Passage to read:

□ □ □ □ □

Indeed, as to "the problem of convergence", Denton points out:

"Nature abounds in examples of convergence: the similarity in
overall shape of whales, ichthyosaurs and fishes, the similarity in
the bone structure of the flippers of a whale and an ichthyosaur, the
similarity of the forelimbs of a mole and those of the insect, the
molecricket; the great similarity in the design of the eye in
vertebrates and cephalopods and the profound parallelism between the
cochlea in birds and mammals. In all the above cases the
similarities, although very striking, do not imply any close
biological relationship." (Denton M., "Evolution: A Theory in
Crisis",1985, Burnett Books, p178) "

I agree that working simply from bones is harder than from whole organisms, but
we can acheive some certainty, at least, because there are skeletal traits not
linked or not strongly linked to adaptation that will exist whether or not the
creature walks, flies, or swims. While a paleontologist could not divine the
marsupial's reproductive system from it's fossils, I'm sure they could tell you
that what they were looking at was not any common mammal. If no marsupials
were alive today, we would still know that an ancient, extinct branch of
mammals existed - based soley on fossil evidence.

"The bottom line is that animals are more like each other than plants,
and birds are clearly like reptiles in some respects and markedly
different in others. Indeed, even if reptiles and birds have a
common genetic ancestry, that is not necessarily conclusive evidence
of fully naturalistic evolution. One would still have to show:

1. *how* a bird evolved by 100% naturalistic mechanisms from a
reptile, as Darwin clearly saw:

"In considering the Origin of Species, it is quite conceivable that a
naturalist, reflecting on the mutual affinities of organic beings, on
their embryological relations, their geographical distribution,
geological succession, and other such facts, might come to the
conclusion that species had not been independently created, but had
descended, like varieties, from other species. Nevertheless, such a
conclusion, even if well founded, would be unsatisfactory, until it
could be shown how the innumerable species inhabiting this world have
been modified, so as to acquire that perfection of structure and
coadaptation which justly excites our admiration." (Darwin C., "The
Origin of Species", 6th edition 1872, Everyman's Library, J.M. Dent
& Sons Ltd: London, 1967, p18).

2. fossil evidence of the numerous transitional steps required by
Neo-Darwinian theory to transform step-by-step by tiny increments a
reptile into a bird:

"Let us hear the conclusion of the whole matter. The essence of life
is statistical improbability on a colossal scale. Whatever is the
explanation for life, therefore, it cannot be chance....Cumulative
selection, by slow and gradual degrees, is the explanation, the only
workable explanation that has ever been proposed, for the existence
of life's complex design....To 'tame' chance means to break down the
very improbable into less improbable small components arranged in
series. No matter how improbable it is that an X could have arisen
from a Y in a single step, it is always possible to conceive of a
series of infinitesimally graded intermediates between them. However
improbable a large-scale change may be, smaller changes are less
improbable. And provided we postulate a sufficiently large series of
sufficiently finely graded intermediates, we shall be able to derive
anything from anything else, without invoking astronomical
improbabilities." (Dawkins R., "The Blind Watchmaker", Penguin:
London, 1991, p317-318)"

□ □ □ □ □

Source records:
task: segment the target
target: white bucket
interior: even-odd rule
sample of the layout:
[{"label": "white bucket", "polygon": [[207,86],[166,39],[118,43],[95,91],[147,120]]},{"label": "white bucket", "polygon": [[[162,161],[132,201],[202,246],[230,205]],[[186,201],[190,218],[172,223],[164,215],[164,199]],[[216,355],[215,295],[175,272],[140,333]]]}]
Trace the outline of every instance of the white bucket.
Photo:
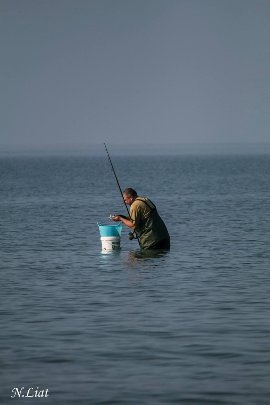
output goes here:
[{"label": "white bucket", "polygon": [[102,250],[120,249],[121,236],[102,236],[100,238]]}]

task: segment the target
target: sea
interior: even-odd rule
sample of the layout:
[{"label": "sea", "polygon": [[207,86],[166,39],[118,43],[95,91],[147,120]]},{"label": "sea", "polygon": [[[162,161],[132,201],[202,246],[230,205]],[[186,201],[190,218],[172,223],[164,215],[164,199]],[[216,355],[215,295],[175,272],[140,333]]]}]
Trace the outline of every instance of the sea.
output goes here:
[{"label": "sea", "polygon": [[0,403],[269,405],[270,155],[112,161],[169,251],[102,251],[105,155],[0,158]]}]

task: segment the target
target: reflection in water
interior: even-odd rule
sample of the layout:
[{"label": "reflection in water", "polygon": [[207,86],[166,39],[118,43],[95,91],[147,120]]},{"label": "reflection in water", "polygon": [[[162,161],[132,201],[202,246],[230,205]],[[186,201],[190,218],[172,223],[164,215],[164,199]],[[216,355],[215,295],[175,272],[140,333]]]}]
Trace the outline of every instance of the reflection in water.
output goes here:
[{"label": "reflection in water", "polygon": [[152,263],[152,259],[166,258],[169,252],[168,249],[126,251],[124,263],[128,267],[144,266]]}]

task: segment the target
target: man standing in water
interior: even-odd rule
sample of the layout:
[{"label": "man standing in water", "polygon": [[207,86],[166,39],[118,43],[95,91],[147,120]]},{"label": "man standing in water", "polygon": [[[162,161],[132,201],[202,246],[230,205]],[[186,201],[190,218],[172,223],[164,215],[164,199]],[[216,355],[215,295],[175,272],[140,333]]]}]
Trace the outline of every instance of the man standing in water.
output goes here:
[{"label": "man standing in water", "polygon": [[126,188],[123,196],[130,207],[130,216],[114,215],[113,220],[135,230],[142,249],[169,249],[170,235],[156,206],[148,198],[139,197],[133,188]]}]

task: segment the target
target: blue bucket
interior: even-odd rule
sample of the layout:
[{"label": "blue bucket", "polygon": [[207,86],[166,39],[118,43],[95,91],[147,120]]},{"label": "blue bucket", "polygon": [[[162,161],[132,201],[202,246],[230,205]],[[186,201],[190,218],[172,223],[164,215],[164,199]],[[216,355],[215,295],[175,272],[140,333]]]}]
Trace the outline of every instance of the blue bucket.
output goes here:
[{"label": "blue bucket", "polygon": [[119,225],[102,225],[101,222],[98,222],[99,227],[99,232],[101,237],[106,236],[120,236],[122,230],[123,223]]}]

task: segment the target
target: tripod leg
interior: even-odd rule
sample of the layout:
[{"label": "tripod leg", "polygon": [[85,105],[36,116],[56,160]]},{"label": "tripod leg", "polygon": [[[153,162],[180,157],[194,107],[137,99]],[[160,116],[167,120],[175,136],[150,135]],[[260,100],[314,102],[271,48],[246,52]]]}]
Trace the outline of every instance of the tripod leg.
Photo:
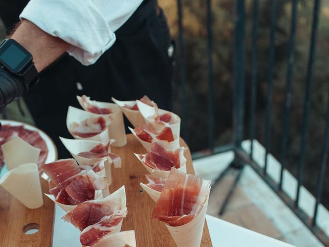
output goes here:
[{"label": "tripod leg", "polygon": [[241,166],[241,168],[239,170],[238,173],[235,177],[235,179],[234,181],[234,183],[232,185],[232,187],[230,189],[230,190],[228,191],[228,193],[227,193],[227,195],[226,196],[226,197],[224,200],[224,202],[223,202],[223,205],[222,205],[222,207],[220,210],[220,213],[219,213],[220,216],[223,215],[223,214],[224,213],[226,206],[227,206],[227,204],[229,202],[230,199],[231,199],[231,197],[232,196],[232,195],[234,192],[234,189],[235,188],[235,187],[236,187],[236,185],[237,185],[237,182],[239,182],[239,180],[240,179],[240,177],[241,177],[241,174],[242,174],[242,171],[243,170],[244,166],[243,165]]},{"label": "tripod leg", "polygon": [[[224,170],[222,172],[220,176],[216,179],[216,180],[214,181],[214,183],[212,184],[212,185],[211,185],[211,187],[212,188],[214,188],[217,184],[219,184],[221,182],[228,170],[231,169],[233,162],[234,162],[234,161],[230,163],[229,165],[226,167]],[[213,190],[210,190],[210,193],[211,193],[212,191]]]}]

□ □ □ □ □

Task 1: List the titles of the books quoted in the passage on evolution, each with the author the passage gives for it.
Task 2: Resume the passage on evolution, picking up right after its final sentence.

Written response 1:
- "Evolution: A Theory in Crisis" (Denton M.)
- "The Origin of Species" (Darwin C.)
- "The Blind Watchmaker" (Dawkins R.)

Written response 2:
I agree that with birds, we need a lot more evidence, but, as this
entire post shows, we have a good guess (can't ask for much more than that with
science). Denton assumes that all we have is:

reptiles--->birds

while what the theory is (as supported by fossils so far - there are many gaps)
is:

reptiles--->Eoraptor or similar primitive "lizard-hipped dinosaur"
--->theropods--->
Archeopteryx or similar dino-like bird ---> Sinoris (early bird from Cretaceous)
or similar bird ---> Cenozoic birds.

Other evidence that supports this are more distant offshoots of the bird line:
Ornithiscians, Cretaceous toothed waterbirds, dinos with bird-like breastbones.
It is still very sketchy, but it is a little closer to the standards of proof
you want. Since the world isn't perfect, we're never going to completely
"proove" anything - but the evidence is piling up in one direction, and
imagining another theory will become more difficult if the trend continues.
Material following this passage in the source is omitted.